*What the task requires*. Return the lines of the records from the start through the line that contains "MULTIPOLYGON (((114 203, 117", reproducing each one unchanged, with that final line included.

------ Materials provided ------

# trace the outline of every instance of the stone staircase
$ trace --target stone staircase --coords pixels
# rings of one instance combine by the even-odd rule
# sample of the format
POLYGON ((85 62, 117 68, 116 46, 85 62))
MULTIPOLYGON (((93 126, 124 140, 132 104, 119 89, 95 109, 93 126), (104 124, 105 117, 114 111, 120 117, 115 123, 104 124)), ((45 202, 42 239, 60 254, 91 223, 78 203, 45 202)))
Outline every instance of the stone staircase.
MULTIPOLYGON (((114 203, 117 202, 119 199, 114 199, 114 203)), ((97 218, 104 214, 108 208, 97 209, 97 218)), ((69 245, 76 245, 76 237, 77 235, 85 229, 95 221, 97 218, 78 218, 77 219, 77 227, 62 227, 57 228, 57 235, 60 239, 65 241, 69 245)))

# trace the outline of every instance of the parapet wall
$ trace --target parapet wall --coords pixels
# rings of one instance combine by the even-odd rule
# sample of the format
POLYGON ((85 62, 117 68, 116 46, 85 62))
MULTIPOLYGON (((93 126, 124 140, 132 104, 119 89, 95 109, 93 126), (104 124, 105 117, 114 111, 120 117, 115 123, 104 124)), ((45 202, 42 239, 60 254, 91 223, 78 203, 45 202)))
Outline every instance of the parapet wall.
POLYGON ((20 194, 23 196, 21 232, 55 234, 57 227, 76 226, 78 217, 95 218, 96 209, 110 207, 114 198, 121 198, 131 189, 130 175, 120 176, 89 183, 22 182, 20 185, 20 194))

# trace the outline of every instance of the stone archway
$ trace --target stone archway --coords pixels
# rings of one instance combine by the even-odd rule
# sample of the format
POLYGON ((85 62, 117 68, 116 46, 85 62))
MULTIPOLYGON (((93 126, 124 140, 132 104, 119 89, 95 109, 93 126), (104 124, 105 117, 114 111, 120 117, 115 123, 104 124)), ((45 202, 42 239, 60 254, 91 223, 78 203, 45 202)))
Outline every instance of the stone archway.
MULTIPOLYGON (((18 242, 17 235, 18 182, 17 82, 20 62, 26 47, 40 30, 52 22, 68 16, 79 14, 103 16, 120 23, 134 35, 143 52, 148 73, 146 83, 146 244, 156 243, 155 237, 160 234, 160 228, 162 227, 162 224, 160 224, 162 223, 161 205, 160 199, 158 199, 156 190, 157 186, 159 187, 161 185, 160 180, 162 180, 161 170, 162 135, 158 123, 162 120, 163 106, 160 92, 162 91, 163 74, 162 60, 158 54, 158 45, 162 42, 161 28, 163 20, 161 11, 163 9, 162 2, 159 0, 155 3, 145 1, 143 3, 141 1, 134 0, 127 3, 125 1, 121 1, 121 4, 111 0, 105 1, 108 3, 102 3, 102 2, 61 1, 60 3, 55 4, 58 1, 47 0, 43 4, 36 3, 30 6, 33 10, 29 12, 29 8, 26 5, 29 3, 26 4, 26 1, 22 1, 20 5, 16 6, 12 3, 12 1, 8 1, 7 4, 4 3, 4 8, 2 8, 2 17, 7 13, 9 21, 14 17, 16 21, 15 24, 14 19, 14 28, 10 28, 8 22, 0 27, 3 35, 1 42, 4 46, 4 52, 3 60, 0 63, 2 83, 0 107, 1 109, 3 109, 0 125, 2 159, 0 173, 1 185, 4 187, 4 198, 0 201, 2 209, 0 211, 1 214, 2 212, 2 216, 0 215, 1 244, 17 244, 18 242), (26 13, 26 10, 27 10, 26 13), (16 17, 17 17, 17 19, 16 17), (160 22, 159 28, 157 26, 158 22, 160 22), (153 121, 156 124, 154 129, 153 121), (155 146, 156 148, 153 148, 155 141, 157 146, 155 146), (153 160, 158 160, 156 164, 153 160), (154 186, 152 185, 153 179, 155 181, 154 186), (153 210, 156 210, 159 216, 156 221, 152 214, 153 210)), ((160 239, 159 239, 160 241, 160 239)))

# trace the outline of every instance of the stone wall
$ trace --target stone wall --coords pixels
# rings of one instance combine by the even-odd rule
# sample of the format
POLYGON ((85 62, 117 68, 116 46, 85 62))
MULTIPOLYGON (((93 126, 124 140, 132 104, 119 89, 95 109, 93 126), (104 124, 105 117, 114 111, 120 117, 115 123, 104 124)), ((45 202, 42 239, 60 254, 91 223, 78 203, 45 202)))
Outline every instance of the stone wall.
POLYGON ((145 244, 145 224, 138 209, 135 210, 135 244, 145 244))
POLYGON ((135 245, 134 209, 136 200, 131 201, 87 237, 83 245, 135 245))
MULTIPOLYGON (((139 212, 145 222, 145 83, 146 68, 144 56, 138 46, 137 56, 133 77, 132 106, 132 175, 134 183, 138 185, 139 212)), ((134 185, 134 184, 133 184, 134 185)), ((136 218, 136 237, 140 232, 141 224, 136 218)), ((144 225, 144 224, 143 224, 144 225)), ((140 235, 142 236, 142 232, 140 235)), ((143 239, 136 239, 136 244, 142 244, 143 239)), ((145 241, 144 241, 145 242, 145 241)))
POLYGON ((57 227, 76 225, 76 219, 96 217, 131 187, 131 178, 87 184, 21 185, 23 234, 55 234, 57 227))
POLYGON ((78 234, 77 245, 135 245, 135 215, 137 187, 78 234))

------

*Correct response*.
# trace the outline of every instance of the stone staircase
$ trace --target stone staircase --coords pixels
# rings of one instance combine by the even-odd rule
# sample of the format
POLYGON ((85 62, 117 68, 116 46, 85 62))
MULTIPOLYGON (((93 126, 124 140, 132 104, 119 89, 95 109, 93 126), (104 124, 105 117, 114 111, 120 117, 115 123, 104 124)), ((45 202, 42 239, 60 254, 91 223, 78 203, 45 202)))
Outline every instance of the stone staircase.
MULTIPOLYGON (((114 203, 117 202, 119 199, 114 199, 114 203)), ((97 218, 104 214, 108 208, 97 209, 97 218)), ((69 245, 76 245, 76 237, 77 235, 85 229, 95 221, 97 218, 78 218, 77 219, 77 227, 62 227, 57 228, 57 235, 60 239, 65 241, 69 245)))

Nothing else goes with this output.